> Given task
Copy word for word the line containing "of the water" together with all lines following it to the end of the listing below, without the pictures.

> Provided entries

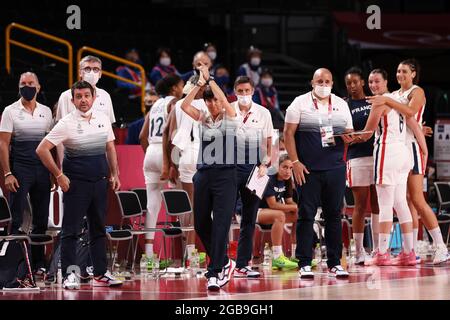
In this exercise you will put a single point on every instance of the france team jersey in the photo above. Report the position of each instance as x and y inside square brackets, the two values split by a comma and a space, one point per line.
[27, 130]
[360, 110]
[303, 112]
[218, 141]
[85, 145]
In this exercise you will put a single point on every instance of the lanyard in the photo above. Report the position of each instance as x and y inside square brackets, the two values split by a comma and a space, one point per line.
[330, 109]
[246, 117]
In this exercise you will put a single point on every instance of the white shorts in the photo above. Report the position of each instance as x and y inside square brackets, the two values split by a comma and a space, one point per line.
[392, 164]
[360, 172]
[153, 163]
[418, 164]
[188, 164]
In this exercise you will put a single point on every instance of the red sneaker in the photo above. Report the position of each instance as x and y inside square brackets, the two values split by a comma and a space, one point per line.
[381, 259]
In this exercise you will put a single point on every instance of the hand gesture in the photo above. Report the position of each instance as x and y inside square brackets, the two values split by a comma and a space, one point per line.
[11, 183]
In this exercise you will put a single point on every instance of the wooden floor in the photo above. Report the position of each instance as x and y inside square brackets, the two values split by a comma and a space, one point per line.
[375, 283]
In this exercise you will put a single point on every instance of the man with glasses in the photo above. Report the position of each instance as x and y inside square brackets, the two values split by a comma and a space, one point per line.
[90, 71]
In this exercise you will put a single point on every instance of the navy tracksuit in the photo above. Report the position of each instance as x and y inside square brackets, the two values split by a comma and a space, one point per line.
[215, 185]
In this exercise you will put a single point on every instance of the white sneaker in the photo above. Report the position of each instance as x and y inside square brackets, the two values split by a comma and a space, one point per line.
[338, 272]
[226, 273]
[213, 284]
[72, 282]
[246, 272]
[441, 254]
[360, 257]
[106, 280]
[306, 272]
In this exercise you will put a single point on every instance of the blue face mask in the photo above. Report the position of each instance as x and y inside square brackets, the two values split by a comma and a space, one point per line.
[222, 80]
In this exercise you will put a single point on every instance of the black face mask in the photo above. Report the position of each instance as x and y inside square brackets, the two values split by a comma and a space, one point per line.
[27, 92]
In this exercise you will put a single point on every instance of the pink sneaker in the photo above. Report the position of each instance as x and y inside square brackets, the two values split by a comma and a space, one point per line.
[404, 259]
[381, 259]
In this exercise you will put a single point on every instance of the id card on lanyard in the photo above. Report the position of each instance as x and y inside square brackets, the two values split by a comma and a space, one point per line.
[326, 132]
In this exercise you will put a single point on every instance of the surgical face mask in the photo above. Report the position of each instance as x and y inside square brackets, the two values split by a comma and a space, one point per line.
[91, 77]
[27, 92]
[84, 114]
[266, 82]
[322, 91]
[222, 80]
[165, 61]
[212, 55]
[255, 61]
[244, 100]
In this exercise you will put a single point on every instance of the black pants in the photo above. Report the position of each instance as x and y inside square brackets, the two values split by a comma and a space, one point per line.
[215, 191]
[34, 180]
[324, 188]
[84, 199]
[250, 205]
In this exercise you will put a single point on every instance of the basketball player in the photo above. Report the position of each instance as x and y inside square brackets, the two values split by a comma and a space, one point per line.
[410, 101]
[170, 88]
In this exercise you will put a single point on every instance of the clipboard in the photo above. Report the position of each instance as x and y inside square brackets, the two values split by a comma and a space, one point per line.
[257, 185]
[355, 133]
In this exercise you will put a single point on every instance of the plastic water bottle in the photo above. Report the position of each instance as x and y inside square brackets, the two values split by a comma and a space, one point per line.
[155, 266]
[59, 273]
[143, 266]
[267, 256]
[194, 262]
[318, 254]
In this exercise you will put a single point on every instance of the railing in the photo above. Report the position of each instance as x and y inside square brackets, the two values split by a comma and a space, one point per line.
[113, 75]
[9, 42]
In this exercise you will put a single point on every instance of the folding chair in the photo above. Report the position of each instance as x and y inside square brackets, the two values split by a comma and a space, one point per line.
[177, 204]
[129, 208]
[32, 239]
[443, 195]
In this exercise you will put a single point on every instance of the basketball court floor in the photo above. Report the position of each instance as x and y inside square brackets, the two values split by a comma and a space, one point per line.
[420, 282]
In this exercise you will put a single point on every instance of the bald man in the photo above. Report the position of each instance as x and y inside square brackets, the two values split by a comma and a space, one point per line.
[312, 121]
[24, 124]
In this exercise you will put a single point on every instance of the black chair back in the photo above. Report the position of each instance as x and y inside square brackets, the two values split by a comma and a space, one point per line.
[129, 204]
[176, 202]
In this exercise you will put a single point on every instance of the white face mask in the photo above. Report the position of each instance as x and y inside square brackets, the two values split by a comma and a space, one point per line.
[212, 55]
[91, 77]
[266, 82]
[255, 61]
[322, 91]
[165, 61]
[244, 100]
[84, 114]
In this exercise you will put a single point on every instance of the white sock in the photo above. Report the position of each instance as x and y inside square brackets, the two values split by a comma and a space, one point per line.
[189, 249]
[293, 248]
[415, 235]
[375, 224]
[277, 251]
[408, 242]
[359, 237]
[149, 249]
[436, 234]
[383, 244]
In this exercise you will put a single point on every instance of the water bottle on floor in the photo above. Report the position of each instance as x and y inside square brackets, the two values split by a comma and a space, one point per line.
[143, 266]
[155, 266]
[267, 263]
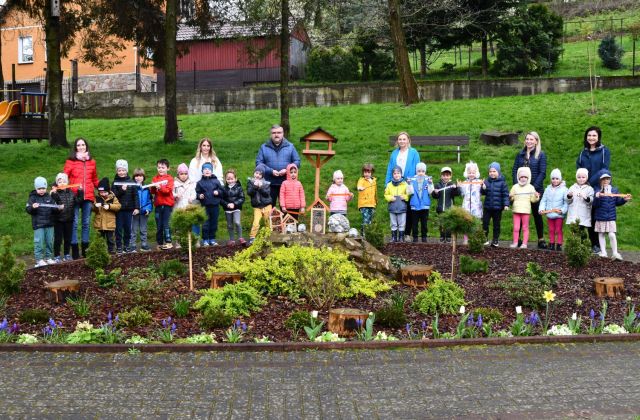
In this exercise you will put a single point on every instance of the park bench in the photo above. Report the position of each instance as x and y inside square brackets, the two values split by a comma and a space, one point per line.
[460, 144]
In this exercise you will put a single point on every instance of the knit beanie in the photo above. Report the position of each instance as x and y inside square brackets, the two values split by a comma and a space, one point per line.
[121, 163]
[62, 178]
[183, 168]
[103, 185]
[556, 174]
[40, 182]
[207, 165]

> The result
In this exercise you will put a single point on every instance of the water bottle on floor in the photo above. Report the position of each instance as x and y inside square brackets, the two values split by a comma and a space, one point per line.
[143, 266]
[155, 266]
[267, 263]
In this exercise you will put a single point on every instance of the park bench in the photo above. Report the position of each instance as x and y inside square brackets, the two values split by a comma and a space, one point per line.
[460, 144]
In this exercise you will put a single point on every instance of the knit beanie in the photo above. Report the position of each instance as x and y inside square brackets, the two values split by a comma and a space, one point per line.
[121, 163]
[62, 178]
[183, 168]
[103, 185]
[556, 174]
[40, 182]
[207, 165]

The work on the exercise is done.